Nilailah apakah tiap pernyataan berikut sesuai dengan teks tentang tradisi dan modernitas dalam pemikiran Arab di bawah, dengan jawaban ya atau tidak disertai kutipan persis kata-kata teks yang menentukan.
1. Langkah pertama para intelektual Arab adalah menjelaskan sebab-sebab kekalahan.
2. Masalah tersebut telah dibicarakan selama kurang dari satu dekade.
3. Muhammad 'Abduh dan 'Abd al-Rahman Kawakibi pernah melontarkan topik semacam itu secara implisit.

Teks yang Diberikan:

········

Langkah pertama yang dilakukan oleh para intelektual Arab adalah menjelaskan sebab-sebab kekalahan (tafsir al-azmah) tersebut. Di antara sebab-sebab yang paling signifikan adalah masalah cara pandang orang Arab kepada budaya sendiri dan kepada capaian modernitas. Karena itu, pertanyaan yang mereka ajukan adalah; bagaimana seharusnya sikap bangsa Arab dalam menghadapi tantangan modernitas dan tuntutan tradisi?
Telah lebih dari dua dekade, masalah tersebut terus dibicarakan dan didiskusikan dalam seminar-seminar, dalam bentuk buku, artikel dan publikasi lainnya. Dan masalah tersebut kemudian menjadi common denominator untuk setiap intelektual Arab yang peduli terhadap masalah kearaban dan keislaman. Persoalan itu sebenarnya bukan tidak pernah dibahas oleh pemikir-pemikir Arab sebelumnya (era modern). Secara implisit, topik semacam itu pernah dilontarkan oleh Muhammad 'Abduh dan 'Abd al-Rahman Kawakibi. Namun sebagai satu wacana epistemik32 masalah tersebut baru mendapat sambutan luas pada dua dekade terakhir. Lebih dari itu semua, masalah tradisi dan modernitas telah menjadi agenda penting untuk proyek peradaban pemikiran Arab kontemporer.

········

Data yang Ditampilkan:

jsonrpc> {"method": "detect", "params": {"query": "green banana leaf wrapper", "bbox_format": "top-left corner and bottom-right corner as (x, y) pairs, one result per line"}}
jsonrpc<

········

Hasil yang Benar:
1. Ya. "Langkah pertama yang dilakukan oleh para intelektual Arab adalah menjelaskan sebab-sebab kekalahan (tafsir al-azmah) tersebut."
2. Tidak. "Telah lebih dari dua dekade, masalah tersebut terus dibicarakan dan didiskusikan"
3. Ya. "Secara implisit, topik semacam itu pernah dilontarkan oleh Muhammad 'Abduh dan 'Abd al-Rahman Kawakibi."